Consegna: Rendi come tabella Markdown le righe dell'elenco qui sotto, dalla riga che contiene "Where can the sign reading january" fino all'ultima riga dell'elenco compresa, omettendo quelle vuote. Usa due colonne: "n", con il numero progressivo, e "Riga", con il testo.

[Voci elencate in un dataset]
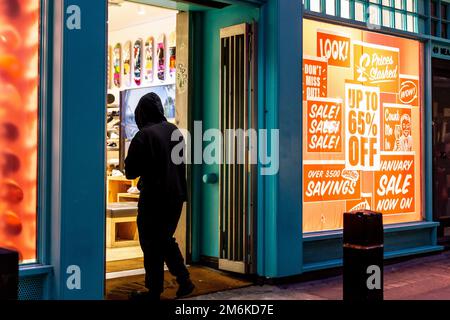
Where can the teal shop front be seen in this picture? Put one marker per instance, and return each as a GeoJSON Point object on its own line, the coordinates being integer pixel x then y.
{"type": "Point", "coordinates": [71, 219]}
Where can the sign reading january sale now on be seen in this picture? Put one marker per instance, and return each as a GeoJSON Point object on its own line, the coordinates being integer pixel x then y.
{"type": "Point", "coordinates": [362, 114]}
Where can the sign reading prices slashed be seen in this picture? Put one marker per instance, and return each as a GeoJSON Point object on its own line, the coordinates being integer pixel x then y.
{"type": "Point", "coordinates": [376, 65]}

Soluzione:
| n | Riga |
|---|---|
| 1 | Where can the sign reading january sale now on be seen in this picture? Put one marker per instance, and return each as a GeoJSON Point object on its own line, the coordinates being integer pixel x then y. |
| 2 | {"type": "Point", "coordinates": [362, 114]} |
| 3 | Where can the sign reading prices slashed be seen in this picture? Put one marker per instance, and return each as a GeoJSON Point object on its own line, the coordinates being integer pixel x then y. |
| 4 | {"type": "Point", "coordinates": [376, 65]} |